## [What you should do]
Copy each line of the data below with the word "brown".

Start of Material for the task

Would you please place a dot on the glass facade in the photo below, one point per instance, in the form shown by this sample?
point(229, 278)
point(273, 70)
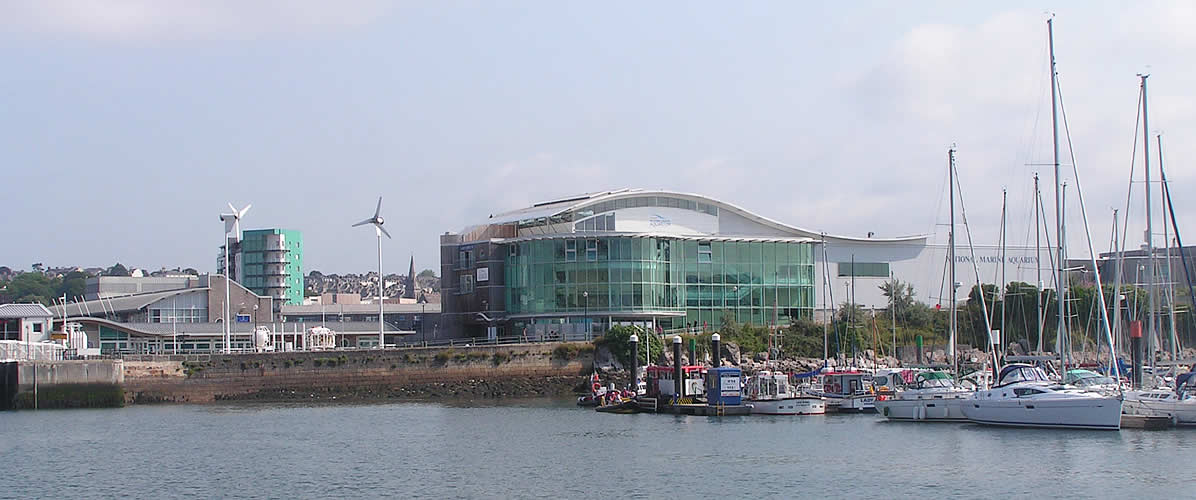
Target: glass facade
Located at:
point(695, 280)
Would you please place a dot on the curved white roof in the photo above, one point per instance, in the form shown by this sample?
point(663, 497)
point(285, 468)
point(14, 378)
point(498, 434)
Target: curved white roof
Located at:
point(555, 207)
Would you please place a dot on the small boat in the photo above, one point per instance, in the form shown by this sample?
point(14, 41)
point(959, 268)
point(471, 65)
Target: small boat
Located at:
point(1025, 397)
point(846, 391)
point(1177, 404)
point(932, 396)
point(770, 394)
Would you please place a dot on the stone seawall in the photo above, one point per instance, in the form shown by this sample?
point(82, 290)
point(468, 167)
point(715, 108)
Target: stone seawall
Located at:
point(489, 371)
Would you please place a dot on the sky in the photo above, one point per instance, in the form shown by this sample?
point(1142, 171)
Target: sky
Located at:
point(127, 126)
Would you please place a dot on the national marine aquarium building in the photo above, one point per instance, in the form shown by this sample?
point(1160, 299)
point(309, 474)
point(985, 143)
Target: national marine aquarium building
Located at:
point(623, 257)
point(671, 260)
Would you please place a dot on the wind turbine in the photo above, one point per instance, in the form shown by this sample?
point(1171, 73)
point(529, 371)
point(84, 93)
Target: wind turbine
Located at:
point(232, 224)
point(377, 220)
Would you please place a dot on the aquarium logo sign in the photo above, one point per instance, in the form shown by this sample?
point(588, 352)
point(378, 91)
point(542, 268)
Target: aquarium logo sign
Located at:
point(658, 220)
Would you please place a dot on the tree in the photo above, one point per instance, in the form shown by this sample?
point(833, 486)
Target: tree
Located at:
point(898, 293)
point(618, 341)
point(30, 287)
point(72, 285)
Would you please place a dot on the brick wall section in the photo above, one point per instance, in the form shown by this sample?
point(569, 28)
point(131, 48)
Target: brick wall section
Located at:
point(236, 376)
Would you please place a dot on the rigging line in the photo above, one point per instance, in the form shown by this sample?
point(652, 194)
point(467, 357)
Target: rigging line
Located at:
point(980, 285)
point(1092, 254)
point(1050, 258)
point(1133, 160)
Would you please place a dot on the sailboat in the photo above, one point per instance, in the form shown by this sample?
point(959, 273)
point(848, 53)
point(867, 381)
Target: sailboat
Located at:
point(1023, 395)
point(933, 396)
point(1177, 403)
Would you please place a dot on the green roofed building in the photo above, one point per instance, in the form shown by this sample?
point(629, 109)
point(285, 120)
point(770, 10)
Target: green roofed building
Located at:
point(270, 263)
point(572, 268)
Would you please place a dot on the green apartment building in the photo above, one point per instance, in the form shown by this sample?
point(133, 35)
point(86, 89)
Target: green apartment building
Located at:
point(270, 263)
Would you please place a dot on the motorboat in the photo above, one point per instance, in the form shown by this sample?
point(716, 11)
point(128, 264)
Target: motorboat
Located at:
point(933, 396)
point(1178, 404)
point(1025, 397)
point(770, 394)
point(848, 391)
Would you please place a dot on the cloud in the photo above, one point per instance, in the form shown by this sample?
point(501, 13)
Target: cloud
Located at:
point(182, 19)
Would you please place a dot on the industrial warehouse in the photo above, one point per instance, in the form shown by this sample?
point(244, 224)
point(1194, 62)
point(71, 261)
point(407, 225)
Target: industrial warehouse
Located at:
point(573, 267)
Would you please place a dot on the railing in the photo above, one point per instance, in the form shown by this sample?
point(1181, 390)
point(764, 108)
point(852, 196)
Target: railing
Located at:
point(18, 351)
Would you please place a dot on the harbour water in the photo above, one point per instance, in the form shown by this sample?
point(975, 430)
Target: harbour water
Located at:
point(551, 449)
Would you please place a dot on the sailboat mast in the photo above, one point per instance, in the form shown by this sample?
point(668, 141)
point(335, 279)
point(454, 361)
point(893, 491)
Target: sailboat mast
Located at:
point(894, 278)
point(1004, 207)
point(951, 252)
point(1038, 267)
point(1059, 196)
point(1152, 294)
point(1117, 270)
point(1166, 241)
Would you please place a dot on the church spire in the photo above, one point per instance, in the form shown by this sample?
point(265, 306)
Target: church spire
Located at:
point(409, 292)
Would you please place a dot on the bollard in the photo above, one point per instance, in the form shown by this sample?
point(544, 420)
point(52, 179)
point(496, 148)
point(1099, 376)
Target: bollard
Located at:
point(715, 354)
point(1135, 345)
point(635, 365)
point(678, 388)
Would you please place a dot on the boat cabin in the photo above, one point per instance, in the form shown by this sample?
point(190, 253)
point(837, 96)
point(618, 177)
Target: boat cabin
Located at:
point(660, 380)
point(847, 383)
point(1016, 373)
point(724, 385)
point(1086, 378)
point(767, 385)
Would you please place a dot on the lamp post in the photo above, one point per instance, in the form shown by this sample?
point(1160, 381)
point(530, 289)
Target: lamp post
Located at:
point(734, 291)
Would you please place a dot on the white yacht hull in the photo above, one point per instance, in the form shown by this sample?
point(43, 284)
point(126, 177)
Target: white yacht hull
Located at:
point(789, 406)
point(1182, 413)
point(853, 403)
point(931, 409)
point(1091, 413)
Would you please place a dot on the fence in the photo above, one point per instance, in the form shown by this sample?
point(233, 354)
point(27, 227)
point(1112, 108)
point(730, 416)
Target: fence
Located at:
point(18, 351)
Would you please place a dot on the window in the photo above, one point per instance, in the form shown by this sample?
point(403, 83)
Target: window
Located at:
point(864, 269)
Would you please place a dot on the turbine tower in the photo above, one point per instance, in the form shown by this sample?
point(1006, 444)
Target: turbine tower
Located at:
point(232, 225)
point(377, 220)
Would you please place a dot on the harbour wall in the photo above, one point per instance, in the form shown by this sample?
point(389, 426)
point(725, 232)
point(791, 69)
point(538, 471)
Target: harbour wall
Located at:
point(61, 384)
point(489, 371)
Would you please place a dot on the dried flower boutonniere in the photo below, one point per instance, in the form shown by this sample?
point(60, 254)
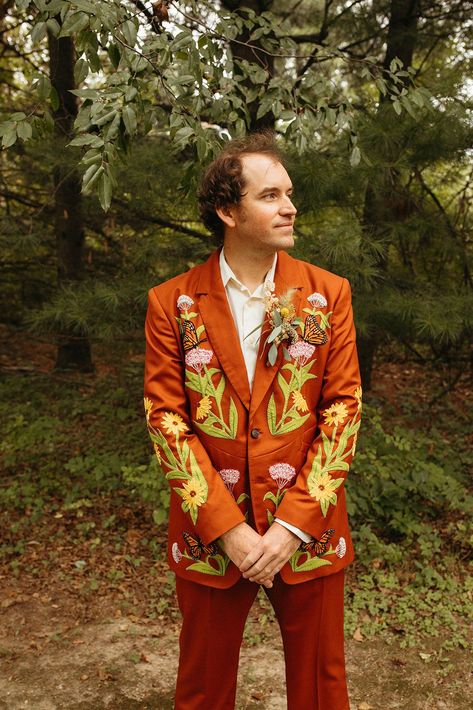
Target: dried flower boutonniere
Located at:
point(282, 320)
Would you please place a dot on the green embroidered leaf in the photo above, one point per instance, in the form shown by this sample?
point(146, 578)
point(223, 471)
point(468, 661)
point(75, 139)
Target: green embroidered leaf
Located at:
point(283, 385)
point(233, 419)
point(271, 415)
point(313, 563)
point(205, 568)
point(291, 426)
point(220, 389)
point(337, 465)
point(175, 473)
point(212, 430)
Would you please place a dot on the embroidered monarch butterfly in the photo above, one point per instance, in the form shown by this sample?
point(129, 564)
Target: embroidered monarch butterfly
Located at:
point(313, 333)
point(197, 547)
point(317, 546)
point(189, 336)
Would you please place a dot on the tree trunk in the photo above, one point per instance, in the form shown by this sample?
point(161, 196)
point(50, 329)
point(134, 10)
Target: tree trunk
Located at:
point(387, 202)
point(73, 350)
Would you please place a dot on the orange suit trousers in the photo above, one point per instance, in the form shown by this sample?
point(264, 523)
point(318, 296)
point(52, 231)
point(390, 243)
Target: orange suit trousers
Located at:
point(310, 616)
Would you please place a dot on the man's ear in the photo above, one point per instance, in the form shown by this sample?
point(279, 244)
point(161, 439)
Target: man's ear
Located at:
point(226, 214)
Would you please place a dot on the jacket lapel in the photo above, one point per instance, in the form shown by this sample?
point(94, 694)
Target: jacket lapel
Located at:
point(287, 276)
point(220, 326)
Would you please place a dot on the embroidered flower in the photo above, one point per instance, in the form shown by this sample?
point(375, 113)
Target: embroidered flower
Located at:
point(148, 407)
point(316, 300)
point(176, 553)
point(341, 548)
point(282, 473)
point(322, 487)
point(336, 414)
point(204, 407)
point(299, 401)
point(157, 451)
point(358, 395)
point(301, 351)
point(184, 303)
point(173, 423)
point(230, 476)
point(198, 357)
point(193, 493)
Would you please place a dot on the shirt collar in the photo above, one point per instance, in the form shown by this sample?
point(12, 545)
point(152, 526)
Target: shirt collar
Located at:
point(228, 275)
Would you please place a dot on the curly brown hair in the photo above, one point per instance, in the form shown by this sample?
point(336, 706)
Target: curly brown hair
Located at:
point(223, 183)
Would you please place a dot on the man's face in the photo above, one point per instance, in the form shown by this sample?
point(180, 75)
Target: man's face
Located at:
point(264, 218)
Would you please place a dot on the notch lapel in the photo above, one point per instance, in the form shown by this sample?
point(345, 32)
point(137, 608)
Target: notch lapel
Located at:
point(287, 276)
point(220, 327)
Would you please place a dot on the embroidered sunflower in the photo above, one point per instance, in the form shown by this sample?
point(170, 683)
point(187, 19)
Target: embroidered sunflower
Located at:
point(173, 423)
point(204, 407)
point(148, 407)
point(358, 394)
point(336, 414)
point(322, 487)
point(299, 401)
point(193, 493)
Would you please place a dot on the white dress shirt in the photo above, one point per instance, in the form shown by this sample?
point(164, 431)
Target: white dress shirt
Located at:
point(248, 313)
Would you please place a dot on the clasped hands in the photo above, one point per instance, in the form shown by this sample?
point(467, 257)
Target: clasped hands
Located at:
point(259, 557)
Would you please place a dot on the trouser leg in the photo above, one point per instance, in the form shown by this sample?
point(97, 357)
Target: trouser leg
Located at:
point(310, 616)
point(210, 640)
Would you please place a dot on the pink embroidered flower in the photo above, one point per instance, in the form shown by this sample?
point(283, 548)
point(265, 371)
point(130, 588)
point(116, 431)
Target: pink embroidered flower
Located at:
point(282, 473)
point(184, 302)
point(176, 553)
point(316, 300)
point(198, 357)
point(230, 476)
point(301, 351)
point(341, 548)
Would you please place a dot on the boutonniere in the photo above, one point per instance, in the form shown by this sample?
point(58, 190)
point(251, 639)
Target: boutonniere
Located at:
point(283, 322)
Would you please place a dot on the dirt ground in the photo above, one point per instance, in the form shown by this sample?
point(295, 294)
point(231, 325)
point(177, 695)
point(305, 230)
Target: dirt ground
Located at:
point(52, 659)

End of Material for the task

## [Exercise output]
Would you please place a dot on the curly brown hair in the photo above, one point per instance, in the form shown by this sample?
Target: curly brown hair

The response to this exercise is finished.